> _CHALLENGE_:
Reproduce every entry below word for word, leaving out the pictures.

----- DATA RECORDS -----

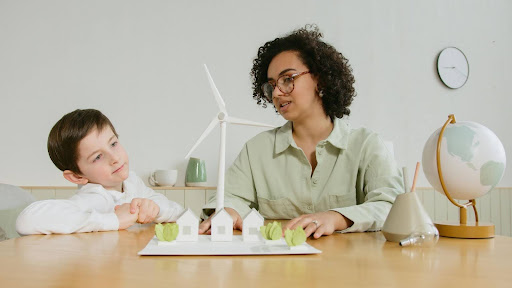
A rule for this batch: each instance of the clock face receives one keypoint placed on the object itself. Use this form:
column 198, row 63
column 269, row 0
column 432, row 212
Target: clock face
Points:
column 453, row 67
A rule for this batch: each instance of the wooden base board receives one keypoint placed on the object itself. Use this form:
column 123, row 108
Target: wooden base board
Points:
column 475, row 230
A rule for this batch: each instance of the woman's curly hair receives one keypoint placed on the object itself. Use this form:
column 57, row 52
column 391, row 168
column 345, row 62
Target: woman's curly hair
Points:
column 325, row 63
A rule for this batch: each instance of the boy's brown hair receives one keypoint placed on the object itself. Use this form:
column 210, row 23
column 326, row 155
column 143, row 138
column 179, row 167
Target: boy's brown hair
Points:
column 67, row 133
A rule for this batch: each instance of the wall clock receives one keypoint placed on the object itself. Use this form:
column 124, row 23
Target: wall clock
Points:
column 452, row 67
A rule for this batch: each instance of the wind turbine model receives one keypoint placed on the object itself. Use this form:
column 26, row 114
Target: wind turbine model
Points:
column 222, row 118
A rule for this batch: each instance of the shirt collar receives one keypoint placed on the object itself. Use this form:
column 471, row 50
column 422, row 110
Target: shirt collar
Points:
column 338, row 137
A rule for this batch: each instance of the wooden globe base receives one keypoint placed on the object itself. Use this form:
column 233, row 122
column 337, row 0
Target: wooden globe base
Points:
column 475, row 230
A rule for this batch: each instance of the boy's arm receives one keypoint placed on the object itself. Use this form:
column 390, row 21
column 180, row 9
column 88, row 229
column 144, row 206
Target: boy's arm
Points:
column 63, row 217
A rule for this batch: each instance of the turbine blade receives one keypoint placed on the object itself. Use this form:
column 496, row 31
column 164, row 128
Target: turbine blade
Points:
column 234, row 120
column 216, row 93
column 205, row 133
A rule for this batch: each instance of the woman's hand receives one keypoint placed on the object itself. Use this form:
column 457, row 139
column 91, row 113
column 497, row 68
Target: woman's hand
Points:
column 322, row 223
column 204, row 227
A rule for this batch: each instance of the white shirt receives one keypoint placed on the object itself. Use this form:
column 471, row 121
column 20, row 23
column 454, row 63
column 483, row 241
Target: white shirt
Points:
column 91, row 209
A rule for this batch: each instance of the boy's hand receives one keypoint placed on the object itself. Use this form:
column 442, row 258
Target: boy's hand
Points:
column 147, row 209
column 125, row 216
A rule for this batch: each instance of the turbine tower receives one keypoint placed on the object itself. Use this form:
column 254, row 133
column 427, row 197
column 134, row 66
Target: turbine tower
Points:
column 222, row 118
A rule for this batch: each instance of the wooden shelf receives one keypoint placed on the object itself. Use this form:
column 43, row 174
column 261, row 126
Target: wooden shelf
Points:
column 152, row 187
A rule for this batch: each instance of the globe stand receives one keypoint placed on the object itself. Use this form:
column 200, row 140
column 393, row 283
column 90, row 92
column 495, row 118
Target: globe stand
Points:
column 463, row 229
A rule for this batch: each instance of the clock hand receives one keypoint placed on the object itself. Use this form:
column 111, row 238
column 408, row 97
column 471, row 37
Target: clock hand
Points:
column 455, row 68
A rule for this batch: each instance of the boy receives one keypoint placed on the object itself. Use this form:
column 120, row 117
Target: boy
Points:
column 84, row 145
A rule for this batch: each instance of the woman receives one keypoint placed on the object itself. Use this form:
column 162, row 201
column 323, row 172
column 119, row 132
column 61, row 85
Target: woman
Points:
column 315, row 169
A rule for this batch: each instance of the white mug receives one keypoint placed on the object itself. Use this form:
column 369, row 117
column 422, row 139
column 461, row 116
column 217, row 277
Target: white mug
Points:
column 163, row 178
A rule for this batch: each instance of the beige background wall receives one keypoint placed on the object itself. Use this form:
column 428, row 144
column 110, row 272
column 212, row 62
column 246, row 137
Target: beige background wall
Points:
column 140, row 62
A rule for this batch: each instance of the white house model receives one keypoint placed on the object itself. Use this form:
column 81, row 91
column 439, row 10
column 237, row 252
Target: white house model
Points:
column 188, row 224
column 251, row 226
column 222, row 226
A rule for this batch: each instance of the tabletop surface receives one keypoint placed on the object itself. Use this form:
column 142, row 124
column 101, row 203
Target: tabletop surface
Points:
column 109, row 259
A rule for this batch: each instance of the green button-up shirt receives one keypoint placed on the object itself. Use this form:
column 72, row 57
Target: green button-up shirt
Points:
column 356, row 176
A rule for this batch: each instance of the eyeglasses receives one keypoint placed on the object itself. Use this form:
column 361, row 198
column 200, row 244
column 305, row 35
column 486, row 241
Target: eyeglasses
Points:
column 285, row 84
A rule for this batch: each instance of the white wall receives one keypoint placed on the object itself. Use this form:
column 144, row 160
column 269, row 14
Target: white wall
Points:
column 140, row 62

-----

> _THE RESULT_:
A rule for this batch: each instance of the clock face receives one keypoint placed on the object itself. Use this form:
column 198, row 63
column 269, row 0
column 432, row 212
Target: clock face
Points:
column 453, row 67
A rule for this batch: each instance of the wooden base board receives one keypoint placed on the object itself. Use this form:
column 123, row 108
Target: wooden base board
Points:
column 475, row 230
A rule for this batch: each instance of the woman's curly hair receives one keypoint placed on the object itself. Use this form:
column 57, row 52
column 391, row 168
column 345, row 62
Target: woman's curly hair
Points:
column 325, row 63
A rule for this batch: each instance of the boy's brown hair receives one keypoint placed on the object itself. Use this form:
column 210, row 23
column 326, row 155
column 143, row 138
column 179, row 167
Target: boy's brown hair
Points:
column 67, row 133
A rule for this batch: each instance of the wall clock receives one keypoint placed on the object itself. Use this form:
column 124, row 23
Target: wall clock
Points:
column 452, row 67
A rule for this batch: each instance of the wind turbine model receives one keypoint placed on the object itself. Use this form:
column 26, row 114
Target: wind turbine model
Points:
column 222, row 118
A rule for this batch: each instance of the shirt collar receives one keypoint placed on the object itself. Use this form:
column 471, row 50
column 422, row 110
Target: shirt collar
Points:
column 338, row 137
A rule for this batch: each instance of the wooden globe base receives one keypoint placed on the object itself. Use this form:
column 233, row 122
column 337, row 0
Target: wooden globe base
Points:
column 475, row 230
A rule for this batch: each instance of the boy's arm receives one keypoint placed on the object itself. Use this form:
column 390, row 21
column 180, row 9
column 88, row 229
column 144, row 206
Target: boy's arm
Points:
column 63, row 217
A rule for this batch: each instance of the turbine blade receives one keypoint placed on the object itself. Use this form:
column 496, row 31
column 164, row 128
Target: turbine blade
Points:
column 234, row 120
column 216, row 93
column 205, row 133
A rule for this batch: each instance of the woman's hand receives one keypoint placed on the object itself. Use this form:
column 457, row 139
column 91, row 113
column 497, row 68
Target: woman's hand
Points:
column 322, row 223
column 204, row 227
A rule for this batch: each instance of the white shirt receives one keypoint placed on the object itself. Use this form:
column 471, row 121
column 20, row 23
column 454, row 63
column 483, row 241
Target: white shirt
Points:
column 91, row 209
A rule for this batch: each instance of the boy's hand receives one keypoint placed on the object itself. Use this form:
column 442, row 258
Target: boy's hand
Points:
column 147, row 209
column 125, row 216
A rule for this batch: each instance of the turbine tower receives one keypoint placed on the object itself. Use this form:
column 254, row 133
column 427, row 197
column 134, row 66
Target: turbine tower
Points:
column 222, row 118
A rule for this batch: each instance of the wooden shelf receives one keypoint placed on the object itself. Use this form:
column 43, row 174
column 261, row 126
Target: wooden shelf
Points:
column 152, row 187
A rule for this batch: each instance of the globe stand receives one keypoint placed on the object itself. Use this form:
column 200, row 140
column 393, row 283
column 90, row 92
column 495, row 118
Target: globe stand
Points:
column 463, row 229
A rule for this batch: each instance of the clock hand receives one keypoint placed on the object itself. Use this form:
column 111, row 238
column 408, row 97
column 471, row 37
Target: clock hand
Points:
column 455, row 68
A rule for this batch: each instance of the boy receives one keypoint placed on the object itself. Use this form:
column 120, row 117
Target: boy
Points:
column 84, row 145
A rule for this batch: each instance of the woman receives one keypoint placed on the object itself. Use this form:
column 162, row 201
column 323, row 172
column 119, row 132
column 61, row 85
Target: woman
Points:
column 315, row 169
A rule for this batch: each instance of the white mug receives one keypoint placed on the object itself. Use this form:
column 369, row 117
column 422, row 139
column 461, row 116
column 217, row 277
Target: white mug
Points:
column 163, row 178
A rule for this batch: each instance of the beige background wall receives one keypoint placed on the object itself. Use this form:
column 428, row 144
column 110, row 272
column 212, row 62
column 246, row 137
Target: beige background wall
Points:
column 140, row 62
A rule for this batch: each instance of the white house model receives one keypoint placed on the object itself. Use this form:
column 81, row 91
column 439, row 10
column 237, row 252
Target: white house model
Points:
column 188, row 224
column 251, row 226
column 222, row 226
A rule for this batch: each instance of the tabletop surface receives one keypoint placed on the object itself. Use this form:
column 142, row 124
column 101, row 203
Target: tabletop surface
Points:
column 109, row 259
A rule for this batch: each instance of the green button-up shirt receives one keypoint placed on the object itself. Use this form:
column 72, row 57
Target: green button-up shirt
Points:
column 356, row 176
A rule for this batch: each instance of the eyeglasses receives one keypoint placed on the object itself. Use this form:
column 361, row 198
column 200, row 244
column 305, row 35
column 486, row 241
Target: eyeglasses
Points:
column 285, row 84
A rule for this batch: each instance of the white wall receives one keypoint placed on the object itself. Use this form:
column 144, row 160
column 269, row 14
Target: white wall
Points:
column 140, row 62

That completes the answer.